> _Data for the task_
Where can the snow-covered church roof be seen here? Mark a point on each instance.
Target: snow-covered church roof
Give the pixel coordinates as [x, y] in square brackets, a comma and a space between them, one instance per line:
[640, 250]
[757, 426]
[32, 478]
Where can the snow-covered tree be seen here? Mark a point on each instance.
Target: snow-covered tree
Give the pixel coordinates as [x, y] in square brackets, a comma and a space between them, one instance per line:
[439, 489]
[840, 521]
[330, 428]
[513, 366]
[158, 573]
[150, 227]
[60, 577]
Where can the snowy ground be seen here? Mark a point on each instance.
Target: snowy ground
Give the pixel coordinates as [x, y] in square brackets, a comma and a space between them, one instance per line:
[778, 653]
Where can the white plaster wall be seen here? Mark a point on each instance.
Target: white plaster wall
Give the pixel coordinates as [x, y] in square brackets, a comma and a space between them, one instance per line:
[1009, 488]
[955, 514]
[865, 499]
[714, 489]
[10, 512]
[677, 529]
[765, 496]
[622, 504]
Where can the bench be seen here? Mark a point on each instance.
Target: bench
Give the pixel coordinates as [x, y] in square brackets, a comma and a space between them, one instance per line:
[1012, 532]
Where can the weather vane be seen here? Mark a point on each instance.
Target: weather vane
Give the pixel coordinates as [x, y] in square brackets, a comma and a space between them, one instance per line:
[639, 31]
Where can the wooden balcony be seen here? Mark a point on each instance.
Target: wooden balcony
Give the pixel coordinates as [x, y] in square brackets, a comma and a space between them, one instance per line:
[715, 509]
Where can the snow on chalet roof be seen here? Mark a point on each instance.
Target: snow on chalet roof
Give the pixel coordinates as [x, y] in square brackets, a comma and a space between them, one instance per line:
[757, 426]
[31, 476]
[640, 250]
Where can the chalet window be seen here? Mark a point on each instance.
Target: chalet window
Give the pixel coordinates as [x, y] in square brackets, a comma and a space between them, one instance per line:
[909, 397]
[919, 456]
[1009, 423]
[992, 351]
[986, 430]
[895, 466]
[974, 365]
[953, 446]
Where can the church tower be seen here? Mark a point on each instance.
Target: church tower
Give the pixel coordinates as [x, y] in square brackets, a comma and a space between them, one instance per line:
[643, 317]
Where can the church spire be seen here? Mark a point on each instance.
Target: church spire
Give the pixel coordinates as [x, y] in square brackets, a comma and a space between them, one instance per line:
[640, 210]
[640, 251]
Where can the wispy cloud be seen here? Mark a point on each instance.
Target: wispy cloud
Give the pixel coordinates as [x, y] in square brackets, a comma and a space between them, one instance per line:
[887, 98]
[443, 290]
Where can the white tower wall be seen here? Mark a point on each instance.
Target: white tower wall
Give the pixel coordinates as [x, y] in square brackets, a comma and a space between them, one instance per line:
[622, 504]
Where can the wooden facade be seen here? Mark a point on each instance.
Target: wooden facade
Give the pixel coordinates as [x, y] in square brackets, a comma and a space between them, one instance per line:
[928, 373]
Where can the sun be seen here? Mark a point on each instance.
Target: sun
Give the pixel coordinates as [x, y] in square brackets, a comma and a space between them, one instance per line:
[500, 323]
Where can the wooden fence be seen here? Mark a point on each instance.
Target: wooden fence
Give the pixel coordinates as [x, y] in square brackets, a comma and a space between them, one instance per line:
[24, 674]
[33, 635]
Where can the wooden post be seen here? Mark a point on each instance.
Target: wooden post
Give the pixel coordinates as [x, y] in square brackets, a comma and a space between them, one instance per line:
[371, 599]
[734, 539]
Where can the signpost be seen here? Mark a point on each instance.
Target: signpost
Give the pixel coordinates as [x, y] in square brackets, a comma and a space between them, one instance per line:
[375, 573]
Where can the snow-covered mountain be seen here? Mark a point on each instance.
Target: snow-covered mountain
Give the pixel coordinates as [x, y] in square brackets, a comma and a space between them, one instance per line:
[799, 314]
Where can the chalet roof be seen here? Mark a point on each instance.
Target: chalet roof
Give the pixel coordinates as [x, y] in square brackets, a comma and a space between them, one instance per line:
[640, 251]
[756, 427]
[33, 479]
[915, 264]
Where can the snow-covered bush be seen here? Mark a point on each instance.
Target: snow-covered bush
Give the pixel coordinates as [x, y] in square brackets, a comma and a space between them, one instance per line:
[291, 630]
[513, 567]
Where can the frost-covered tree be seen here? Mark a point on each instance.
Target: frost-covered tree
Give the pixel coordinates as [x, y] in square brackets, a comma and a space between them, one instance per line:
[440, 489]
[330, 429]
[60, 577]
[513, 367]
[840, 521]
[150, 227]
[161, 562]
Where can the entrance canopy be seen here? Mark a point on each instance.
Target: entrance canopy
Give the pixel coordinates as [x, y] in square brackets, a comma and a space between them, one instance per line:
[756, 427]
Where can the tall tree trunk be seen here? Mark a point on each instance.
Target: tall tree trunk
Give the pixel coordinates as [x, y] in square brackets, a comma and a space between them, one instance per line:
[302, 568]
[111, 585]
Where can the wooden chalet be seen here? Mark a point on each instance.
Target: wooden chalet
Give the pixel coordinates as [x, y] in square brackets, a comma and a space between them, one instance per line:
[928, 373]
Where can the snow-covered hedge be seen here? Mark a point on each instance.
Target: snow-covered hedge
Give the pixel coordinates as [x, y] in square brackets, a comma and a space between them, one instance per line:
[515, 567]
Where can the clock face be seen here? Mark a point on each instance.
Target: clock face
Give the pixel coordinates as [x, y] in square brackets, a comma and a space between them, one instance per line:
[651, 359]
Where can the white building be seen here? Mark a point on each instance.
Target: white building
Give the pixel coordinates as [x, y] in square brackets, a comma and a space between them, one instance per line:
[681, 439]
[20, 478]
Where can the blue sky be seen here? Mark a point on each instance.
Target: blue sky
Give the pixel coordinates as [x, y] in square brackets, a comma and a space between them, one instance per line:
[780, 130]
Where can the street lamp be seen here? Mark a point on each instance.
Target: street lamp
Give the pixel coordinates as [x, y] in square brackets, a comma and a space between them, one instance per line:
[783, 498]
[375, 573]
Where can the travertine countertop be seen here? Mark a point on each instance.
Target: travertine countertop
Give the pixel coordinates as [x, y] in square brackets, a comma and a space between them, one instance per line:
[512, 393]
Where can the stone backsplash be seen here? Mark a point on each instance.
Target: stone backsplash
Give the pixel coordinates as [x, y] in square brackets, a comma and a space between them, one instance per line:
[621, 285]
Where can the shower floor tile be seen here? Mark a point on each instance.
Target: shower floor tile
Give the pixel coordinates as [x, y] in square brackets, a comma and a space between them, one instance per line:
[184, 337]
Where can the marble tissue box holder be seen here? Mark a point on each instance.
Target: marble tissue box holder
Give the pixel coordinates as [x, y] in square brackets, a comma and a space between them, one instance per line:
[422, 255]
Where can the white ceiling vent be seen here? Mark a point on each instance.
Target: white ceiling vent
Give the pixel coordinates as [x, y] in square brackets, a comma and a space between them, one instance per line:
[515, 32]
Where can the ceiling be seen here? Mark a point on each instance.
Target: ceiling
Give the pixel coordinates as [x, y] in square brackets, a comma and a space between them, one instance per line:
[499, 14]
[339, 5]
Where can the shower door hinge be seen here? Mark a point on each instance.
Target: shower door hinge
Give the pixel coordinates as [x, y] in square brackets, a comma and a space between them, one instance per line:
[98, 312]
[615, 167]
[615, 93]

> _Exercise details_
Print the material again word for word. Begin at the line that contains "Where can the stone" and stop after the last line of the material.

> _Full solution_
Where can the stone backsplash be seen here? Mark a point on each instance.
Target: stone backsplash
Give the pixel coordinates as [x, y] in square brackets, a comma and a space between them, one instance per line:
[621, 285]
Where can the shower floor tile be seen here? Mark a point on each instance.
Target: shower floor tile
Give the pixel coordinates as [x, y] in square brackets, a comma and a space between them, one instance per line:
[184, 337]
Where can the marble tissue box holder be seen here? Mark a point on each instance.
Target: marble tissue box holder
Give the pixel coordinates as [x, y] in square brackets, a comma and a space between them, one instance per line:
[422, 255]
Where can the white ceiling vent be seen here? Mark a point on each instance.
Target: white ceiling vent
Give the pixel coordinates as [x, y] in square brackets, a comma and a space between them, one instance per line:
[515, 32]
Where can the ceiling be seen here? Mark a point on each instance.
Target: ceiling
Give the pixel coordinates as [x, y] in square brackets, a comma and a space between them, one instance per line:
[499, 14]
[339, 5]
Where can the shower door hinge be seen here? Mark a point on each instance.
Target: shower door hinge
Give the pixel coordinates as [x, y] in square brackets, a comma and a space between them, one instance per line:
[98, 312]
[615, 167]
[615, 93]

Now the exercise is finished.